=== Text extract ===

————

2020 roundup: Moving past the Mueller report?

WASHINGTON — Now that the Mueller report is in the hands of Attorney General William Barr, and now that Barr himself said there's "not sufficient" evidence to prosecute President Trump for obstruction, Democratic presidential candidates are all singing in unison: We want to see the full report.

California Democratic Sen. Kamala Harris addressed the report during a speech in Atlanta, arguing "the American public deserves a public accounting and the Mueller report must be made public for a full accounting of what happened."

And most of the field sang a similar tune — including New Jersey Sen. Cory Booker, Massachusetts Sen. Elizabeth Warren, Vermont Independent Sen. Bernie Sanders, New York Sen. Kirsten Gillibrand, Minnesota Sen. Amy Klobuchar and more.

With so many questions yet to be answered, it's unclear how the bombshell will affect 2020.

But Democratic presidential campaigns have been focusing on other issues while out on the campaign trail and they're arguing that they'll have enough other ammunition to use against him in 2020. 

Read on for more stories you may have missed from the 2020 trail. 

  • New York Democratic Sen. Kirsten Gillibrand took aim at Trump in her official announcement speech delivered in front of the president's New York hotel. But unfortunately for her, that speech got buried by the release of Barr's letter just hours later.

————

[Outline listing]
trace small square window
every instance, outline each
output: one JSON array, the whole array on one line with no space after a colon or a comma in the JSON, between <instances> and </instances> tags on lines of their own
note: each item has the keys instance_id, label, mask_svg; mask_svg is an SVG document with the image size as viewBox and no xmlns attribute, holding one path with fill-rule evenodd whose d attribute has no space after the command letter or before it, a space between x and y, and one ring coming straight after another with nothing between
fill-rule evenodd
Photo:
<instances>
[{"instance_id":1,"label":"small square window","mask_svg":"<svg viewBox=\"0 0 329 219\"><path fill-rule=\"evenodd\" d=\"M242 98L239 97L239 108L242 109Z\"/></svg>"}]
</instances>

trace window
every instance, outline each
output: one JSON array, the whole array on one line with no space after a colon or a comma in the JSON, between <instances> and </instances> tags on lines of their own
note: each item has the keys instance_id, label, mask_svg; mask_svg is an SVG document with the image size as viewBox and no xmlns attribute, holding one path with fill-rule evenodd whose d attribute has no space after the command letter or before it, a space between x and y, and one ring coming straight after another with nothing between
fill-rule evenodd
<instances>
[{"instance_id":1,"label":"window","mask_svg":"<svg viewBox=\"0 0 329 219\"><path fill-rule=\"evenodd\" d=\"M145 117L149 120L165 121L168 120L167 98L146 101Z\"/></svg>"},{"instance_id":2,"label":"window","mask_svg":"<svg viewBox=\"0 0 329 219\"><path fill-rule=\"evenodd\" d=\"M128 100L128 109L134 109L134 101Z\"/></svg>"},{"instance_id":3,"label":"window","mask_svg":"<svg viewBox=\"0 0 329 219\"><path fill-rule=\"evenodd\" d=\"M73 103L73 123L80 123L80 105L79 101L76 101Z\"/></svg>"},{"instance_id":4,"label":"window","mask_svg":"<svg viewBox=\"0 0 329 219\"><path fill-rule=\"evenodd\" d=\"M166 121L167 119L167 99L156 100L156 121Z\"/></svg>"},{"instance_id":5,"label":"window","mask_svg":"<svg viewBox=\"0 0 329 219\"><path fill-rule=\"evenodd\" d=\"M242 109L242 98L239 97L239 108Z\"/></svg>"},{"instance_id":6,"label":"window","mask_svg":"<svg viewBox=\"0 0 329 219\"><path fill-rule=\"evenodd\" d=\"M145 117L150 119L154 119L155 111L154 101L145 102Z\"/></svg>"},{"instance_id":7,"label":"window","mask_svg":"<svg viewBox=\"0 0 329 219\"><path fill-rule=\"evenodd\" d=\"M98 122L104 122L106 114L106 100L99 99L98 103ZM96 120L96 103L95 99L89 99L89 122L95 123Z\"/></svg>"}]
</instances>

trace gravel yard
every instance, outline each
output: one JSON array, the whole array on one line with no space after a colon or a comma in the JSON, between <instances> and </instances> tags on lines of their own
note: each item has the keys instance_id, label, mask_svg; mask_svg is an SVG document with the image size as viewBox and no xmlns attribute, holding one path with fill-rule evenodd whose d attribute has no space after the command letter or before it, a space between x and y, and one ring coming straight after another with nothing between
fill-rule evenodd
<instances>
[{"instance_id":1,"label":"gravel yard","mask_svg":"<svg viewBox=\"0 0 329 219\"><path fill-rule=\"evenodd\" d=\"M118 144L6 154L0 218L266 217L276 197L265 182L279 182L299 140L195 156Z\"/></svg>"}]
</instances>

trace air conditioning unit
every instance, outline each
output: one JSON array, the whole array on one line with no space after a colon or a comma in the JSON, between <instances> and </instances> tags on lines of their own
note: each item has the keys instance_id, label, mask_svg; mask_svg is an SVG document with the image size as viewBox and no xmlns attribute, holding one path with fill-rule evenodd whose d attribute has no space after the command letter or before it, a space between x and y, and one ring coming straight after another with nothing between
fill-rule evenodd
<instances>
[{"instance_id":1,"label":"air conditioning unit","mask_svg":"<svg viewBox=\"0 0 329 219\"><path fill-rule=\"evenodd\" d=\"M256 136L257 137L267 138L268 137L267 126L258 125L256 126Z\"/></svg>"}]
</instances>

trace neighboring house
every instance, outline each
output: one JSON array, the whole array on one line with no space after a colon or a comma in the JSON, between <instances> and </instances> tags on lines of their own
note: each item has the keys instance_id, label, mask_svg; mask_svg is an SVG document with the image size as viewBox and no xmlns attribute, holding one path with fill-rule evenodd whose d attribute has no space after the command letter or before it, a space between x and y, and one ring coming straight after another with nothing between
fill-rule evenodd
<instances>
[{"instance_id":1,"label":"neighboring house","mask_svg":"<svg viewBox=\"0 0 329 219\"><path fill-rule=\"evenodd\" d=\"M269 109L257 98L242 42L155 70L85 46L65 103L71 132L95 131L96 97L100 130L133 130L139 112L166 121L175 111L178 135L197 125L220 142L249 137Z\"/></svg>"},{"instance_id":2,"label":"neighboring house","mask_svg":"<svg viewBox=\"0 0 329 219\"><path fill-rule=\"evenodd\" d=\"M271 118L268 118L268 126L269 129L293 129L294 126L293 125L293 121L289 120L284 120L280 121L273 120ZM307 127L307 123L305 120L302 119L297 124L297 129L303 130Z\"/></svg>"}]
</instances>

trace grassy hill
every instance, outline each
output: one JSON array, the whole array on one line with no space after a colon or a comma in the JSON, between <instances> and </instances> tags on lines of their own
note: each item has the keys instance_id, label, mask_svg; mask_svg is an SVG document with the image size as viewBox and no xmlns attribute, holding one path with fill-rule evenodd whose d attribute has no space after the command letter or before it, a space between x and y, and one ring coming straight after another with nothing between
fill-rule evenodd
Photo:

————

=== What the task requires ===
Please write out the stretch of the 2020 roundup from "And most of" through "just hours later.", switching "bombshell" to "revelation". This listing has no connection to the 2020 roundup.

=== Exercise response ===
And most of the field sang a similar tune — including New Jersey Sen. Cory Booker, Massachusetts Sen. Elizabeth Warren, Vermont Independent Sen. Bernie Sanders, New York Sen. Kirsten Gillibrand, Minnesota Sen. Amy Klobuchar and more.

With so many questions yet to be answered, it's unclear how the revelation will affect 2020.

But Democratic presidential campaigns have been focusing on other issues while out on the campaign trail and they're arguing that they'll have enough other ammunition to use against him in 2020. 

Read on for more stories you may have missed from the 2020 trail. 

  • New York Democratic Sen. Kirsten Gillibrand took aim at Trump in her official announcement speech delivered in front of the president's New York hotel. But unfortunately for her, that speech got buried by the release of Barr's letter just hours later.